** DOCUMENT EXCERPT **
Urine-powered cell phones?

Next time your cell phone dies, you might not need to hunt for your charger. Just drink a tall glass of water and wait 20 minutes. When you get the sudden urge to pee, you're all set: A British researcher has figured out a way to charge cell phones with urine.

Okay, it's not quite that simple. But according to Dr. Ioannis Ieropoulos, urine is an ideal power source for small electronics. It should work for showers, lights, toothbrushes and razors, too. His breakthrough research is published in the journal Physical Chemistry Chemical Physics.

Not to worry -- no one will be running around peeing on cell phones anytime soon. The process requires a bit of hardware to convert the energy.

An expert in using microbial fuel cells (MFCs) to generate power, Ieropoulos is the first to figure out how to turn urine directly into energy. The MFCs contain live organisms, or bugs, just like those found in soil and human digestion. In his process, urine is basically a food source for MFCs. They produce electrons, or electricity, as they eat the urine.

"One product that we can be sure of an unending supply is our own urine," Ieropoulos said in a statement. "The beauty of this fuel source is that we are not relying on the erratic nature of the wind or the sun. We are actually re-using waste to create energy."

** PROVIDED MATERIAL **
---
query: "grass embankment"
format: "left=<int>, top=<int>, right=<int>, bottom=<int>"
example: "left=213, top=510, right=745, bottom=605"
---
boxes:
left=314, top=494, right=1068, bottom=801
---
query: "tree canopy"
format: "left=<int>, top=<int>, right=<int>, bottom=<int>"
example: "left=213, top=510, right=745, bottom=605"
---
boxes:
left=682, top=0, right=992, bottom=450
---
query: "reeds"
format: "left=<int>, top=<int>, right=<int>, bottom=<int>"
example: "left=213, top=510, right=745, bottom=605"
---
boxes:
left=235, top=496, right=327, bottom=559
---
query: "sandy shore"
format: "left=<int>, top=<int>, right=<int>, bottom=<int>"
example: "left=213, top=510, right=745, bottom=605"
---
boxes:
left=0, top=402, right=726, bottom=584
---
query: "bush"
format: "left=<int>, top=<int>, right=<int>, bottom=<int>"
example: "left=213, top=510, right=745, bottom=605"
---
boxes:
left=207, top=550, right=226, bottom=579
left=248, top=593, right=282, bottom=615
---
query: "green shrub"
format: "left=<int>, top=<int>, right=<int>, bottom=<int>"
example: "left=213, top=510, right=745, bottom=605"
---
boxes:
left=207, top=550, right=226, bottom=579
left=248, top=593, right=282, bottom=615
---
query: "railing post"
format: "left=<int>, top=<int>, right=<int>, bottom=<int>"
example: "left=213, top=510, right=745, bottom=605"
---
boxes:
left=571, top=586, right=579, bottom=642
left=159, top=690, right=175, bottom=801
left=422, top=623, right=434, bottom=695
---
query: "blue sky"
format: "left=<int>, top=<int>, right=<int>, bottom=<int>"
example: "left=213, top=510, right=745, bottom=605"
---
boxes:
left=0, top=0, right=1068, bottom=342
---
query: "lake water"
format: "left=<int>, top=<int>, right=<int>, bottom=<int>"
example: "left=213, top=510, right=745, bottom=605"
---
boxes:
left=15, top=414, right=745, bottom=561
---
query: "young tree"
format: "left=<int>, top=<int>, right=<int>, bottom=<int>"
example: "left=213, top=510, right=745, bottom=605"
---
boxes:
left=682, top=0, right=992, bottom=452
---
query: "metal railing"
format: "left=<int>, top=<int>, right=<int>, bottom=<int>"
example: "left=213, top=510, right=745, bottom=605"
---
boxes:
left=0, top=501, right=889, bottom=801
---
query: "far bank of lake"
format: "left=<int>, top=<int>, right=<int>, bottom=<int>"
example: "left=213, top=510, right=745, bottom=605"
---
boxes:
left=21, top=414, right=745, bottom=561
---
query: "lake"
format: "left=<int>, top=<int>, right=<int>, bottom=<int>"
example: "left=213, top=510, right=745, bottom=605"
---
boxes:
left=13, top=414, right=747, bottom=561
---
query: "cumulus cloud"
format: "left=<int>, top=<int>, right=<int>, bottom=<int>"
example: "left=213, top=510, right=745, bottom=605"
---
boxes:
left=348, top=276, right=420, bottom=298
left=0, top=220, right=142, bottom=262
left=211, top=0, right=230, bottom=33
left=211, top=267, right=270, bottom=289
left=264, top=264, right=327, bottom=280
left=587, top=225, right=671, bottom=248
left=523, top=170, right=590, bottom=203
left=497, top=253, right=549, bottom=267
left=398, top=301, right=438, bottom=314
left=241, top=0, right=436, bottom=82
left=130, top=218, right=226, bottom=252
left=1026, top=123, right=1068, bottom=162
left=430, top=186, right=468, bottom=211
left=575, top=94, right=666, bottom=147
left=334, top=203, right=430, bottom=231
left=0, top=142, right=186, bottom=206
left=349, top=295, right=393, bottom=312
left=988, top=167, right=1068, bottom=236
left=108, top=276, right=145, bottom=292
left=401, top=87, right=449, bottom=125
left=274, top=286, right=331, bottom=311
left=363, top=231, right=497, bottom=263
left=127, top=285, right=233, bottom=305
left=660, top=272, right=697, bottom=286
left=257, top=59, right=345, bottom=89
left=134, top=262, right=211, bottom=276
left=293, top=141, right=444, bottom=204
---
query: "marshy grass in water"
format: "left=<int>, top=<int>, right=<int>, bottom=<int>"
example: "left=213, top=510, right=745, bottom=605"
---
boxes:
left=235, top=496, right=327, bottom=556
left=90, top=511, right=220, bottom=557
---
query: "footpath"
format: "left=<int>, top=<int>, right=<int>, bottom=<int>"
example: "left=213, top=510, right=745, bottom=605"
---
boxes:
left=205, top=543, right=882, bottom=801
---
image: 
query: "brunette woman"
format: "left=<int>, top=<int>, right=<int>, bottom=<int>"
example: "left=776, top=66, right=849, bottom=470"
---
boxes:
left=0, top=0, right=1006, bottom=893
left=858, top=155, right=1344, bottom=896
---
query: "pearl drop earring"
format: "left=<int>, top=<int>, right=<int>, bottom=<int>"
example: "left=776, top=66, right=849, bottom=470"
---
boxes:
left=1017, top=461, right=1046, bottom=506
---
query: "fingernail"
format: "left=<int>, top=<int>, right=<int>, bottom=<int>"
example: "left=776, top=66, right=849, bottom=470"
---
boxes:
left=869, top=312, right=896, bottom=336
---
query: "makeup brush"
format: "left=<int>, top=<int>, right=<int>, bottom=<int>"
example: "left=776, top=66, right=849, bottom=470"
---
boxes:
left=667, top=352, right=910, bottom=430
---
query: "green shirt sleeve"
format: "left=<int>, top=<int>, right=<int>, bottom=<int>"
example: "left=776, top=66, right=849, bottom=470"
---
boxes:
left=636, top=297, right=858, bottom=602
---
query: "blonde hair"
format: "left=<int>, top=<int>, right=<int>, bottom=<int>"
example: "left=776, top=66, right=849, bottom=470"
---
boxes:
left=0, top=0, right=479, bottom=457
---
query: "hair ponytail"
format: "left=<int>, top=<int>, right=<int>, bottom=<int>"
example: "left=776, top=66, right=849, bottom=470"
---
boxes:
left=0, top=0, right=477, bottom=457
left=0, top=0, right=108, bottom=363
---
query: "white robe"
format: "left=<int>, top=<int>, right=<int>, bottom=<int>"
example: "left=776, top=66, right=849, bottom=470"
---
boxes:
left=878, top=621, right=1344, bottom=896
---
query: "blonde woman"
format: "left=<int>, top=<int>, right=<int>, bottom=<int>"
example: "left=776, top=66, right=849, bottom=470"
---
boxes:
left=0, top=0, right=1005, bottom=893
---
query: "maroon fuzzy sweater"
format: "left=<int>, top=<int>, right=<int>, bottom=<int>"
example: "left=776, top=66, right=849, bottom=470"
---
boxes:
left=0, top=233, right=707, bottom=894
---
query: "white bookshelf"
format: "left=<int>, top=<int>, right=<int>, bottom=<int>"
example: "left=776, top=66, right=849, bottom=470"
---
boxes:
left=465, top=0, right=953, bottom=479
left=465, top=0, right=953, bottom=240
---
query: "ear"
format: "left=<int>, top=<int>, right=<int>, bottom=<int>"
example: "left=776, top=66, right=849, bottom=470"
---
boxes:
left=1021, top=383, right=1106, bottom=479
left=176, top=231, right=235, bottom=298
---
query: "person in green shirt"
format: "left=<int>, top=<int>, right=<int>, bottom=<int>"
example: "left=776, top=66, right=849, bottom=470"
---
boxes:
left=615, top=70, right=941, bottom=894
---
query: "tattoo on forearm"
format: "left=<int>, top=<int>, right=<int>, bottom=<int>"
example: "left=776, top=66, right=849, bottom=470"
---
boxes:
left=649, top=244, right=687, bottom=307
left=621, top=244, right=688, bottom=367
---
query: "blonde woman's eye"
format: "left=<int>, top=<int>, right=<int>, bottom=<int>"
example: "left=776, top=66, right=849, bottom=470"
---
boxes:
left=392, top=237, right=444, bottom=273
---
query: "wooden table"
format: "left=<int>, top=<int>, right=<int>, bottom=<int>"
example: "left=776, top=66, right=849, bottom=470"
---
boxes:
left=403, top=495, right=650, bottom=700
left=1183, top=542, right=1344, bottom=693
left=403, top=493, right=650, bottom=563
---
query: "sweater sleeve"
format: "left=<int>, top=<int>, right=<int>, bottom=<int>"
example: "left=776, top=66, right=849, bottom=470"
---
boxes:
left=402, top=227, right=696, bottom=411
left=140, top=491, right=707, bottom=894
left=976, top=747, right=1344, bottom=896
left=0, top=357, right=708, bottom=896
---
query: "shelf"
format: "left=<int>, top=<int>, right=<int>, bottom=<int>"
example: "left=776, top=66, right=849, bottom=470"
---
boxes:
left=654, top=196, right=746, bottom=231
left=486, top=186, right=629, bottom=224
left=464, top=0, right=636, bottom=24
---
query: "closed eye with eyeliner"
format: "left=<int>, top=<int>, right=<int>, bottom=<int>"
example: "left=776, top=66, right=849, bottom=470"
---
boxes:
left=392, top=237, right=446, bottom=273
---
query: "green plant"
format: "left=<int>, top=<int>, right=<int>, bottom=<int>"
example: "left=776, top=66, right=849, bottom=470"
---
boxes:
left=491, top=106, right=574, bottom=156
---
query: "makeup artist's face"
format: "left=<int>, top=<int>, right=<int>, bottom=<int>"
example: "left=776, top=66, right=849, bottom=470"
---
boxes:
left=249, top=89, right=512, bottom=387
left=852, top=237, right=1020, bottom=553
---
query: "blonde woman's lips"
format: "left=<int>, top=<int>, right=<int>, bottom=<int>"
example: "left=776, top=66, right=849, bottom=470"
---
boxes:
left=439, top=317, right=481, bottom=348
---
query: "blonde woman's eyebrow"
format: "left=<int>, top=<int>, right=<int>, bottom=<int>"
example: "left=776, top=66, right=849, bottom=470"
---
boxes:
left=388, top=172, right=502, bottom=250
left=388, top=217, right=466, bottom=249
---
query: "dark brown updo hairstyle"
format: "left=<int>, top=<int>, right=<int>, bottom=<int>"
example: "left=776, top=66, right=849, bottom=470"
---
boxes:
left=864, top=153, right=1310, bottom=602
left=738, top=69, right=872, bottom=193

** ABOUT THIS EXERCISE **
Can you continue the article on urine-powered cell phones, picking up right after its final sentence, "We are actually re-using waste to create energy."?

** EXERCISE RESPONSE **
At the Bristol Robotics Laboratory in Bristol, England, jars of human urine are attached to a series of cylinders, which contain the MFCs. The urine runs through three cylinders, repeating the cycle three times. After the third pass, there's enough energy to power a cell phone.

When Ieropoulos tested the MFC/urine combination on a Samsung phone, the charge lasted long enough to send a few text messages, browse the web and make a quick voice call.

He sees a future where the system is installed in smart toilets that can power items throughout a house. The research is funded in part by the Gates Foundation, the Technology Strategy Board and the Engineering and Physical Sciences Research Council.

"Using the ultimate waste product as a source of power to produce electricity is about as eco as it gets," Ieropoulos said in a statement.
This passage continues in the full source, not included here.